### THE REQUEST
Collect every line below that contains the string "headlight". Matching is case-sensitive.

### SUPPLIED DATA

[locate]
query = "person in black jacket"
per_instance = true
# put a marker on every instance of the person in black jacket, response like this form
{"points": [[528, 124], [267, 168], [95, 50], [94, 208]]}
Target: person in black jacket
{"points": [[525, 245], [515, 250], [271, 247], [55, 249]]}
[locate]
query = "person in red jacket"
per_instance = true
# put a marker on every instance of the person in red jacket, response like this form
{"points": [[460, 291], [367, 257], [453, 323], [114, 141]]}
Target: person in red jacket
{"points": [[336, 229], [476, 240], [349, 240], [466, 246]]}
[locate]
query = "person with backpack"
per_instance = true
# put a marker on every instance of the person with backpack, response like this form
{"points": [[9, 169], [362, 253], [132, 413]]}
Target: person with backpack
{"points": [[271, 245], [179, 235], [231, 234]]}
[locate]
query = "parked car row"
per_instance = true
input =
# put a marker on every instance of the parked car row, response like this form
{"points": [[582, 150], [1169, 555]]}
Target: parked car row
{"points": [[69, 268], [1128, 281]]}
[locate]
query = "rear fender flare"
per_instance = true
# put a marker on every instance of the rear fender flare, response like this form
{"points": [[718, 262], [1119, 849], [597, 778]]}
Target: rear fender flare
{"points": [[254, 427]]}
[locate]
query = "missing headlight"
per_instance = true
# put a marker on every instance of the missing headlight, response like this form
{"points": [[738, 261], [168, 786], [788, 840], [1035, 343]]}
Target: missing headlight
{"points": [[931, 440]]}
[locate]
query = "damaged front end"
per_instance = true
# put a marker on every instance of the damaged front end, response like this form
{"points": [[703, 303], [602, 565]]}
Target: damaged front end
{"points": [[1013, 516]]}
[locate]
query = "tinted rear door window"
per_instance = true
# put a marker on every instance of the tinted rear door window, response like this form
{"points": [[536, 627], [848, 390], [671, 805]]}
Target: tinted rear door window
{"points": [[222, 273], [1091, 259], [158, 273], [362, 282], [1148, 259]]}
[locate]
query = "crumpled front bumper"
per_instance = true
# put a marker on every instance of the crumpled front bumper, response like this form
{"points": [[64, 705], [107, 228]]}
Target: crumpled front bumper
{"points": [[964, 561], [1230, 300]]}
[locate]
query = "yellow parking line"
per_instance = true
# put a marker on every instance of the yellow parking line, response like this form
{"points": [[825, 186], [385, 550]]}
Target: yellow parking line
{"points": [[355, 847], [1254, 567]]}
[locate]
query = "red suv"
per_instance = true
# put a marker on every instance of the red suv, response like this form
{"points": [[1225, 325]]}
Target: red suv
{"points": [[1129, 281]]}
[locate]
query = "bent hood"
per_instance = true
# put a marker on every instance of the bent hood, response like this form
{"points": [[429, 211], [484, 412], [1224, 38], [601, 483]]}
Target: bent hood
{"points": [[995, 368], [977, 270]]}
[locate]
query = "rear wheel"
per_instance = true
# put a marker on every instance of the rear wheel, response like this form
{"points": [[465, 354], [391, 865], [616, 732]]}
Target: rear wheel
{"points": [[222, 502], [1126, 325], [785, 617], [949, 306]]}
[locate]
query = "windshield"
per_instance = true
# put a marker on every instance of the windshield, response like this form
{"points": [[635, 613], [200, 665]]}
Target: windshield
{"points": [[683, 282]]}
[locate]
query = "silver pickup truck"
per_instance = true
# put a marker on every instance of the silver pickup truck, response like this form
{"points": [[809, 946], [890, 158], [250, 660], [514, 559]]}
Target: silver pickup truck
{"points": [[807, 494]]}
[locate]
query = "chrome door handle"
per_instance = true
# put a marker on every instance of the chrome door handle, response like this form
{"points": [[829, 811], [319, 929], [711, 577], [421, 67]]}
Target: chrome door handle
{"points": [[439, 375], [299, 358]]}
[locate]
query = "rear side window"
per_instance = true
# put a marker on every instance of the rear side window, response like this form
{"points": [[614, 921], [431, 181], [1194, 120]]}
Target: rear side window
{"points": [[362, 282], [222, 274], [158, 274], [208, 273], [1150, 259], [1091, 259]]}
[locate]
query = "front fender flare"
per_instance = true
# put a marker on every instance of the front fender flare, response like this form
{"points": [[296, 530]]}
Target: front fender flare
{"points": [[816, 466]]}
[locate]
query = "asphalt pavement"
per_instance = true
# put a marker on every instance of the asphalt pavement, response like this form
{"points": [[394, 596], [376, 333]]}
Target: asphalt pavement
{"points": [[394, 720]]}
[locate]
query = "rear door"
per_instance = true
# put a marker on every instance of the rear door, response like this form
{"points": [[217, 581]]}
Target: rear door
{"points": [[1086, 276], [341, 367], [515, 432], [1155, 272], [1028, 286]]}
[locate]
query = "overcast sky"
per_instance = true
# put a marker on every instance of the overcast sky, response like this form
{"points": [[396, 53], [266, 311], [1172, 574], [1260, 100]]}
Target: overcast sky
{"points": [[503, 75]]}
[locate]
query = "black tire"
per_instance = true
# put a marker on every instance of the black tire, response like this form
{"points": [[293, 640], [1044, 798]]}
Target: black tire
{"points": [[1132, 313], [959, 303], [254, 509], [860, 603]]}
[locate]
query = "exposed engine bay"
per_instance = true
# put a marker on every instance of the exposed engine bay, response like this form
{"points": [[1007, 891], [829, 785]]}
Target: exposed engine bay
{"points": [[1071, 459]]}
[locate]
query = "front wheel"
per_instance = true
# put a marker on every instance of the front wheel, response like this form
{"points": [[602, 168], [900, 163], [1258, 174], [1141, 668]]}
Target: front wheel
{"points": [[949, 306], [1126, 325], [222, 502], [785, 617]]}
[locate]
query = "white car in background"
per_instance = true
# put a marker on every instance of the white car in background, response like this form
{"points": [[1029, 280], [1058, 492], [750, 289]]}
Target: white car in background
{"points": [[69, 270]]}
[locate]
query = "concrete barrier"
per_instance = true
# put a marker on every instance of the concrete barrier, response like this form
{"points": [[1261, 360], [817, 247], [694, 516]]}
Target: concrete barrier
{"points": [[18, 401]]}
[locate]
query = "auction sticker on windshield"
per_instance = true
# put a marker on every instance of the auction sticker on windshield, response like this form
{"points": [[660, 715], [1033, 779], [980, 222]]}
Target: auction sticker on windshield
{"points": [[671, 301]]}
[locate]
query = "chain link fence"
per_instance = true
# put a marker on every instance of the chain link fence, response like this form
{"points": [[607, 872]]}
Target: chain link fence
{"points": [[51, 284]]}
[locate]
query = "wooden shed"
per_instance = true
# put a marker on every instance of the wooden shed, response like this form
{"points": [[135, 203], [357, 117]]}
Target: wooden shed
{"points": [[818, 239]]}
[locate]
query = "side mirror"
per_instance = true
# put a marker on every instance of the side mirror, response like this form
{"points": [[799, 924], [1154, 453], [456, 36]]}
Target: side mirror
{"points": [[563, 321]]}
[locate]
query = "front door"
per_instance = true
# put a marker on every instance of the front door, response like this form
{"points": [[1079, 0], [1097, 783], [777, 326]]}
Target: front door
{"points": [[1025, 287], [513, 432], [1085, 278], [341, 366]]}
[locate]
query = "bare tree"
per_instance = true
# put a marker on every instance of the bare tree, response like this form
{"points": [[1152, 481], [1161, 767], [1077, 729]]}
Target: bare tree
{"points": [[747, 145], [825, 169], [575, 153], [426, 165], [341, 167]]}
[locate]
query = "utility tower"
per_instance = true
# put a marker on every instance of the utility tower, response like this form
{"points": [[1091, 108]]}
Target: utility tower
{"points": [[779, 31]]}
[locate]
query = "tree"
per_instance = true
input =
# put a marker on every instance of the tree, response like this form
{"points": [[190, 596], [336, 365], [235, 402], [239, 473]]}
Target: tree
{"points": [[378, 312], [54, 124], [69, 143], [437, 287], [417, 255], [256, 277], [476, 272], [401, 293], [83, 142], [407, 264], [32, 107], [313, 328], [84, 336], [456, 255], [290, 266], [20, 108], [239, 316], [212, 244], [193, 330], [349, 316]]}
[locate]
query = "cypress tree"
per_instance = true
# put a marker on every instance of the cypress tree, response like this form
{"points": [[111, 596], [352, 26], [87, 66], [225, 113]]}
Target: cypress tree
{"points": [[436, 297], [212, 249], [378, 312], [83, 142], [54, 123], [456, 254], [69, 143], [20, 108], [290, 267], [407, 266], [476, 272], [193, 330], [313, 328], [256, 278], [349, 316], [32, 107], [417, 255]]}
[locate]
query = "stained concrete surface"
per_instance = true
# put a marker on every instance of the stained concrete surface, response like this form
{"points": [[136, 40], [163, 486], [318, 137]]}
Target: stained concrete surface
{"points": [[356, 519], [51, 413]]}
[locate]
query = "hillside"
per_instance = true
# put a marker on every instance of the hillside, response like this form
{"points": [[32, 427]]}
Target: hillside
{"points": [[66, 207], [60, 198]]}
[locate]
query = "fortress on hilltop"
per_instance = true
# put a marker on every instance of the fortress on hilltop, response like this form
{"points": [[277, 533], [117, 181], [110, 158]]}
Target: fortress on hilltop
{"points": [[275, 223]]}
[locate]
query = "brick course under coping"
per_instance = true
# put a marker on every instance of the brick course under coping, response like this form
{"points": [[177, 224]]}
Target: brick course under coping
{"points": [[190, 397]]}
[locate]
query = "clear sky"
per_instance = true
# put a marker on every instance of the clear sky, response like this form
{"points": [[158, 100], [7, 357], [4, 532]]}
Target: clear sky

### SOLUTION TO THIS PROBLEM
query = "missing headlight"
# put a marker on every instance of the missing headlight, response like this form
Target: missing headlight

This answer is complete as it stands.